Reproduce the material below, substituting "image coordinates" for every "pixel coordinates" and keeping everything else the same.

((

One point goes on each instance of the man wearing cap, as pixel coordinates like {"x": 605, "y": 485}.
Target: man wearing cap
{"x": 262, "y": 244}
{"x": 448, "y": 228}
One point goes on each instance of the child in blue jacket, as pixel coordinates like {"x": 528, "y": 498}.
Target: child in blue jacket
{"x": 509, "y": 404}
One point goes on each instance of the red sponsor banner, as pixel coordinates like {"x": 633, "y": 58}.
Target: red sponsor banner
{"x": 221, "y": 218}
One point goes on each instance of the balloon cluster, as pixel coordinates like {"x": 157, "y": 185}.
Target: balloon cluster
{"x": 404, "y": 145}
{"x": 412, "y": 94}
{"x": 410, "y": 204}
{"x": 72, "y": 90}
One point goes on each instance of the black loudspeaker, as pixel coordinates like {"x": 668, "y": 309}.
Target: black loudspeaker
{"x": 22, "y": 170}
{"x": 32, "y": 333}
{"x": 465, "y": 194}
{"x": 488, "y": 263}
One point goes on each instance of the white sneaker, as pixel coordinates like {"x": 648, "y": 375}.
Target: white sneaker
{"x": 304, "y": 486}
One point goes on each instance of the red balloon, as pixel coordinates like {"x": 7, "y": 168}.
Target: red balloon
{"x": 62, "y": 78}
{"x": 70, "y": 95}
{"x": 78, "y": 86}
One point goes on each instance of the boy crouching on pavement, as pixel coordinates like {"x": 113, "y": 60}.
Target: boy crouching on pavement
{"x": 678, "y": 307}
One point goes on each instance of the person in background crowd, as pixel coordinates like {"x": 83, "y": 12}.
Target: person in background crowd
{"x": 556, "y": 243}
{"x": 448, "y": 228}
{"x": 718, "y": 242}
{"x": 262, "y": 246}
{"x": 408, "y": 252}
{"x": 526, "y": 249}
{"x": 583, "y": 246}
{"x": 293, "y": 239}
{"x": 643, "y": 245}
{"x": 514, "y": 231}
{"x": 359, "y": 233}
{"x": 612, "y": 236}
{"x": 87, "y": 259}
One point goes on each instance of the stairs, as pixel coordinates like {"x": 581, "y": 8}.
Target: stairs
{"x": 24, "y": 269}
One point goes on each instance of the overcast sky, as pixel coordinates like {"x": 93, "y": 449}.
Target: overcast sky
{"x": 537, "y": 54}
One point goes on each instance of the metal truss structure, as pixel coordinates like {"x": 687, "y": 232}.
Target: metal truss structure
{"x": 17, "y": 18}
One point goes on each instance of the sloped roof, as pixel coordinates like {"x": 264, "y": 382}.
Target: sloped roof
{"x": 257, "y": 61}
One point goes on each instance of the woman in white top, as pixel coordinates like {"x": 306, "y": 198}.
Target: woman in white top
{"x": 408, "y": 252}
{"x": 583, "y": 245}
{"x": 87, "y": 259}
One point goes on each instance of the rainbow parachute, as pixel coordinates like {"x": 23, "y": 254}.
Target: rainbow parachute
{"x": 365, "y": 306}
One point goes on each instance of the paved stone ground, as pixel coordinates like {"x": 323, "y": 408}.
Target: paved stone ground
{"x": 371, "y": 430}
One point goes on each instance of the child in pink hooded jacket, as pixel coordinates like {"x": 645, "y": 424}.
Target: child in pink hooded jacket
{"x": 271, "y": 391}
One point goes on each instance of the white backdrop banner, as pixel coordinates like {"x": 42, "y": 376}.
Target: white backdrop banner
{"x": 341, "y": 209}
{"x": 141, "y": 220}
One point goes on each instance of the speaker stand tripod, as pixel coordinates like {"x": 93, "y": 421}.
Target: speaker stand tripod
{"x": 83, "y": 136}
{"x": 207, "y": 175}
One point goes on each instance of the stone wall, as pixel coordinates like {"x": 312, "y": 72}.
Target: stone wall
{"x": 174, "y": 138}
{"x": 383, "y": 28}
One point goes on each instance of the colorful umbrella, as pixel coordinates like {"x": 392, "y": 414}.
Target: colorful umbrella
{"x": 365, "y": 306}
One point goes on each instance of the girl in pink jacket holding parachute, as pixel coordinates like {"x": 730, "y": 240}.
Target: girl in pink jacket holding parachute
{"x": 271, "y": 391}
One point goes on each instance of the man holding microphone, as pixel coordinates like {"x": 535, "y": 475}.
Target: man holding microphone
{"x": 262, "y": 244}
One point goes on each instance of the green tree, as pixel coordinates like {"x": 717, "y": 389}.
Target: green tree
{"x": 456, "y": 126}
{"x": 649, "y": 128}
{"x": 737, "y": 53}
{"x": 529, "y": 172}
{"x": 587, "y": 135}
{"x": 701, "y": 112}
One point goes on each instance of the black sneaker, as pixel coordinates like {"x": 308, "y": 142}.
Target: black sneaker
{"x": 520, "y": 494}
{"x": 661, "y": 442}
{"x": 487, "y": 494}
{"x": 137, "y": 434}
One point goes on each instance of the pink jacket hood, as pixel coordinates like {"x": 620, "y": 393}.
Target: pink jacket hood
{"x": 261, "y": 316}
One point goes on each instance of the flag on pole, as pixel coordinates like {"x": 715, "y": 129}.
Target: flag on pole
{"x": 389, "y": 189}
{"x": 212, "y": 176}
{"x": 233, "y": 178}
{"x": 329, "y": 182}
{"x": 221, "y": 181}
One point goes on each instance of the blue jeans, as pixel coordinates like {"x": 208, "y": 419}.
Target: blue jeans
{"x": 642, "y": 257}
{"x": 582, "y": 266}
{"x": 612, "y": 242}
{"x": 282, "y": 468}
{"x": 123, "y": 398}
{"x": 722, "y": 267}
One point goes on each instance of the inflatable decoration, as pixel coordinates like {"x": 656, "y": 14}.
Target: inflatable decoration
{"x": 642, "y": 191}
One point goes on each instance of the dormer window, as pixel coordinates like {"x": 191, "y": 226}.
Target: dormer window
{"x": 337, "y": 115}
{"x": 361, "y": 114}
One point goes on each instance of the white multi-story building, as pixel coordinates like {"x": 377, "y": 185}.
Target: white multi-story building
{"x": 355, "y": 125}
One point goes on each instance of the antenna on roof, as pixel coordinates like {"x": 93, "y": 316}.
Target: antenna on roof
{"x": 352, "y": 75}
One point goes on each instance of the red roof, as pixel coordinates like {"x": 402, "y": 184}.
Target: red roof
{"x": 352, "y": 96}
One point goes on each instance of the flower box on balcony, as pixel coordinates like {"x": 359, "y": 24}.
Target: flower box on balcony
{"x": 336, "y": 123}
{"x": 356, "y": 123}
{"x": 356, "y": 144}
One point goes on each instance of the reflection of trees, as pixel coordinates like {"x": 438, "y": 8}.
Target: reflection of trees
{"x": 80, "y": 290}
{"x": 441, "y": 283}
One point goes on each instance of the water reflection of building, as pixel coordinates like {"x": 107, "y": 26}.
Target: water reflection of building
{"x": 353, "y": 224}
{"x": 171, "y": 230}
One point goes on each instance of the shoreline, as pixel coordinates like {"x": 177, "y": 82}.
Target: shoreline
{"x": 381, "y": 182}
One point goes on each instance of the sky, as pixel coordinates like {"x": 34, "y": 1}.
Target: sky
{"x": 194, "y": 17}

))

§ Result below:
One point goes on each instance of the man wearing cap, as image coordinates like {"x": 605, "y": 485}.
Target: man wearing cap
{"x": 262, "y": 244}
{"x": 448, "y": 228}
One point goes on each instance of the child in blue jacket, as image coordinates like {"x": 528, "y": 498}.
Target: child in blue jacket
{"x": 509, "y": 404}
One point goes on each instance of the red sponsor banner, as image coordinates like {"x": 633, "y": 58}.
Target: red sponsor banner
{"x": 221, "y": 218}
One point goes on each instance of the balloon cluster, as image coordinates like {"x": 157, "y": 185}.
Target: balloon cluster
{"x": 404, "y": 145}
{"x": 412, "y": 94}
{"x": 410, "y": 204}
{"x": 72, "y": 90}
One point goes on each instance of the black loudspeaker, as image coordinates like {"x": 668, "y": 309}.
Target: black loudspeaker
{"x": 22, "y": 170}
{"x": 32, "y": 333}
{"x": 465, "y": 194}
{"x": 488, "y": 263}
One point goes on each instance of the white sneaker, as image coordinates like {"x": 648, "y": 375}.
Target: white sneaker
{"x": 304, "y": 486}
One point goes on each instance of the red balloon, as image coordinates like {"x": 7, "y": 168}.
Target: red balloon
{"x": 62, "y": 78}
{"x": 70, "y": 95}
{"x": 78, "y": 86}
One point goes on each instance of the boy crouching on pavement, as image coordinates like {"x": 113, "y": 60}.
Target: boy crouching on pavement
{"x": 678, "y": 307}
One point goes on each instance of the person in background crowd, as image coordinates like {"x": 83, "y": 12}.
Target: person in background crowd
{"x": 556, "y": 243}
{"x": 448, "y": 228}
{"x": 718, "y": 242}
{"x": 262, "y": 246}
{"x": 408, "y": 252}
{"x": 526, "y": 249}
{"x": 583, "y": 246}
{"x": 293, "y": 239}
{"x": 643, "y": 245}
{"x": 514, "y": 231}
{"x": 359, "y": 233}
{"x": 612, "y": 236}
{"x": 87, "y": 259}
One point goes on each instance of the stairs, as image coordinates like {"x": 581, "y": 8}.
Target: stairs
{"x": 24, "y": 269}
One point goes on each instance of the overcast sky, as image coordinates like {"x": 93, "y": 449}.
Target: overcast sky
{"x": 537, "y": 54}
One point goes on each instance of the metal truss structure, as image coordinates like {"x": 687, "y": 232}.
Target: metal truss structure
{"x": 17, "y": 18}
One point goes on each instance of the sloped roof, as image coordinates like {"x": 264, "y": 382}.
Target: sloped roof
{"x": 257, "y": 61}
One point goes on each instance of the woman in white top, as image coordinates like {"x": 306, "y": 198}.
Target: woman in white top
{"x": 408, "y": 252}
{"x": 583, "y": 245}
{"x": 87, "y": 259}
One point goes on each instance of the rainbow parachute, as image coordinates like {"x": 23, "y": 254}.
Target: rainbow parachute
{"x": 365, "y": 306}
One point goes on each instance of the paved stone ground, as image coordinates like {"x": 323, "y": 408}.
Target: paved stone ground
{"x": 371, "y": 430}
One point goes on each instance of the child in pink hooded jacket, as image coordinates like {"x": 645, "y": 424}.
Target: child in pink hooded jacket
{"x": 271, "y": 391}
One point goes on each instance of the white backdrop banner, as image coordinates like {"x": 42, "y": 376}.
Target: white backdrop banner
{"x": 341, "y": 209}
{"x": 141, "y": 220}
One point goes on each instance of the speaker stand tripod, as image coordinates like {"x": 93, "y": 421}.
Target: speaker stand tripod
{"x": 83, "y": 136}
{"x": 207, "y": 175}
One point goes on each instance of the stone wall, as image coordinates like {"x": 312, "y": 72}.
Target: stone wall
{"x": 174, "y": 138}
{"x": 383, "y": 28}
One point goes on each instance of the colorful umbrella, as image coordinates like {"x": 392, "y": 414}.
Target: colorful umbrella
{"x": 365, "y": 306}
One point goes on each instance of the girl in pink jacket holding parachute, as image coordinates like {"x": 730, "y": 240}.
Target: girl in pink jacket holding parachute
{"x": 271, "y": 391}
One point goes on each instance of the man holding microphone, as image coordinates like {"x": 535, "y": 475}.
Target: man holding microphone
{"x": 262, "y": 244}
One point goes on each instance of the green tree, as image coordinates like {"x": 717, "y": 389}.
Target: green tree
{"x": 456, "y": 126}
{"x": 649, "y": 128}
{"x": 737, "y": 53}
{"x": 529, "y": 172}
{"x": 587, "y": 135}
{"x": 701, "y": 112}
One point goes on each instance of the black sneaker, as image coordinates like {"x": 308, "y": 142}.
Target: black sneaker
{"x": 520, "y": 494}
{"x": 661, "y": 442}
{"x": 487, "y": 494}
{"x": 137, "y": 434}
One point goes on each instance of the pink jacket hood, as image coordinates like {"x": 620, "y": 393}.
Target: pink jacket hood
{"x": 261, "y": 316}
One point goes on each instance of the flag on pole, as image coordinates like {"x": 715, "y": 129}.
Target: flag on pole
{"x": 389, "y": 189}
{"x": 212, "y": 176}
{"x": 233, "y": 178}
{"x": 329, "y": 182}
{"x": 221, "y": 181}
One point goes on each instance of the blue jeans, as image coordinates like {"x": 208, "y": 419}.
Target: blue jeans
{"x": 642, "y": 257}
{"x": 582, "y": 266}
{"x": 612, "y": 242}
{"x": 282, "y": 468}
{"x": 123, "y": 398}
{"x": 722, "y": 267}
One point goes on each instance of the inflatable decoration, as image coordinates like {"x": 656, "y": 14}.
Target: inflatable decoration
{"x": 642, "y": 191}
One point goes on each instance of the dormer window, as image coordinates like {"x": 191, "y": 226}.
Target: dormer window
{"x": 337, "y": 115}
{"x": 361, "y": 114}
One point goes on each instance of the white multi-story building, as image coordinates like {"x": 377, "y": 185}.
Target: white multi-story building
{"x": 355, "y": 125}
One point goes on each instance of the antenna on roof, as image coordinates like {"x": 93, "y": 316}.
Target: antenna on roof
{"x": 352, "y": 75}
One point goes on each instance of the red roof, as image coordinates like {"x": 402, "y": 184}.
Target: red roof
{"x": 352, "y": 96}
One point goes on each instance of the flower box on balcony, as image coordinates like {"x": 359, "y": 24}.
Target: flower box on balcony
{"x": 336, "y": 123}
{"x": 356, "y": 123}
{"x": 356, "y": 144}
One point goes on each instance of the reflection of trees, as image coordinates like {"x": 438, "y": 8}.
Target: reflection of trees
{"x": 80, "y": 290}
{"x": 441, "y": 283}
One point goes on each instance of the water reflection of building, as image coordinates like {"x": 107, "y": 26}.
Target: water reflection of building
{"x": 353, "y": 224}
{"x": 171, "y": 230}
One point goes on each instance of the shoreline, as image coordinates like {"x": 177, "y": 82}.
Target: shoreline
{"x": 381, "y": 182}
One point goes on each instance of the sky, as image coordinates like {"x": 34, "y": 1}.
Target: sky
{"x": 194, "y": 17}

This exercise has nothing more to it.